| Instruction |
Rewrite the entries below with "wooden cutting board" swapped for "marble cutting board" everywhere it occurs, keeping every other line unchanged. Leave the pictures out of your answer.

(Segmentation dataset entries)
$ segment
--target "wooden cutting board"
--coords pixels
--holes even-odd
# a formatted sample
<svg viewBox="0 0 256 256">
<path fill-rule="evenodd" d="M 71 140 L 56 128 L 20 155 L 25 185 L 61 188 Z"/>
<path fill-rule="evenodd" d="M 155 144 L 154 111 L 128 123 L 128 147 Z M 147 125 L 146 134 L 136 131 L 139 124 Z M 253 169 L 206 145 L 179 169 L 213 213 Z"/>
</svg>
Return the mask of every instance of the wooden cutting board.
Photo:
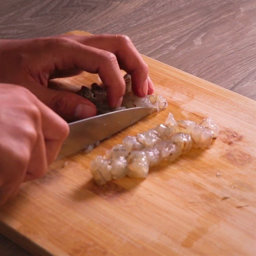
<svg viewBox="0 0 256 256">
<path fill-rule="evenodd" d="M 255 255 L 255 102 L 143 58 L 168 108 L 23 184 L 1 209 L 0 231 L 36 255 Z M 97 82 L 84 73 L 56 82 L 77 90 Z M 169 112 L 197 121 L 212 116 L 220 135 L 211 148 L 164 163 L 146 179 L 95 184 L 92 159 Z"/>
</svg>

| Task response |
$ segment
--target "marble cutting board"
--coords pixels
--holes even-odd
# a formatted sample
<svg viewBox="0 0 256 256">
<path fill-rule="evenodd" d="M 71 140 L 56 128 L 20 155 L 25 185 L 61 188 Z"/>
<path fill-rule="evenodd" d="M 155 144 L 154 111 L 128 123 L 128 147 Z M 147 125 L 146 134 L 136 131 L 139 124 Z M 253 169 L 206 145 L 179 169 L 213 213 Z"/>
</svg>
Return the mask of every instance of the marble cutting board.
Photo:
<svg viewBox="0 0 256 256">
<path fill-rule="evenodd" d="M 255 255 L 255 102 L 143 58 L 168 108 L 23 184 L 1 209 L 0 231 L 36 255 Z M 97 82 L 84 73 L 56 82 L 77 90 Z M 169 112 L 197 121 L 212 116 L 220 135 L 211 148 L 164 163 L 146 179 L 95 184 L 92 159 Z"/>
</svg>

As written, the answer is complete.